Outline annotation records
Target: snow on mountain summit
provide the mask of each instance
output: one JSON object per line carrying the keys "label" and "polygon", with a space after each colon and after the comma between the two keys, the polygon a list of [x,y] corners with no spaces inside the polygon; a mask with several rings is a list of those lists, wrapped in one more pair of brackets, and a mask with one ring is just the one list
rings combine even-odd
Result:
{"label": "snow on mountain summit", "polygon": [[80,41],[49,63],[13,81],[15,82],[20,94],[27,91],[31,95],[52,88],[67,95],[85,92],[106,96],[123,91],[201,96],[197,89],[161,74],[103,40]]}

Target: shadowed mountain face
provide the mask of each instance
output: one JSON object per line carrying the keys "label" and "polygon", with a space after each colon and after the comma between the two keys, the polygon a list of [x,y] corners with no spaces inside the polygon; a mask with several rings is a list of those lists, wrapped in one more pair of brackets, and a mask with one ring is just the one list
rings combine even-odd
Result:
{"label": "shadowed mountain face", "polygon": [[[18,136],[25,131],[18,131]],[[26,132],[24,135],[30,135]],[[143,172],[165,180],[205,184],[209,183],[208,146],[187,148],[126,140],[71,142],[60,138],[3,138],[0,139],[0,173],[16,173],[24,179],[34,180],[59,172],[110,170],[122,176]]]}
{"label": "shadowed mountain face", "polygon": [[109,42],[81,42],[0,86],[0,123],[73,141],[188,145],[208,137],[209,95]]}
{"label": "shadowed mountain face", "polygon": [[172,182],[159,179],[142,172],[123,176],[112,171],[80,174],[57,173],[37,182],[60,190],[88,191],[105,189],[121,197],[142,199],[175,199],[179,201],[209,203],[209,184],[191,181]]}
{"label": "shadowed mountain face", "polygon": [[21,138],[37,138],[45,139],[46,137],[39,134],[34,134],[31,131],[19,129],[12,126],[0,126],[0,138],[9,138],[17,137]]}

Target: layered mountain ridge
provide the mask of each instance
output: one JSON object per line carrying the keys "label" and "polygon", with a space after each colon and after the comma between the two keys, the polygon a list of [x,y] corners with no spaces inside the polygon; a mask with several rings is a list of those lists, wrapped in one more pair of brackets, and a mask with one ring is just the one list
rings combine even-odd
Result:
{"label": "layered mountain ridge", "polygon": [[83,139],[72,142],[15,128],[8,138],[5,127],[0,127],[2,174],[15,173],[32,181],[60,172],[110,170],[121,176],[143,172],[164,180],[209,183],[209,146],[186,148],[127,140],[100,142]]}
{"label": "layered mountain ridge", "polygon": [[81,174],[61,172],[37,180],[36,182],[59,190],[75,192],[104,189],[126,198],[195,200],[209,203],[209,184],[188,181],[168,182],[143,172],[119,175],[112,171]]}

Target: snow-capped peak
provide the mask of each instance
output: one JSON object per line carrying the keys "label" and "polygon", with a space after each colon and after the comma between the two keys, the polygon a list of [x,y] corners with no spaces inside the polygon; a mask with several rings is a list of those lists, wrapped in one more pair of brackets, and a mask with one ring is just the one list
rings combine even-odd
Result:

Task goal:
Filter the records, keeping only the lines that contain the string "Target".

Correct answer:
Target: snow on mountain summit
Target: shadowed mountain face
Target: layered mountain ridge
Target: snow-capped peak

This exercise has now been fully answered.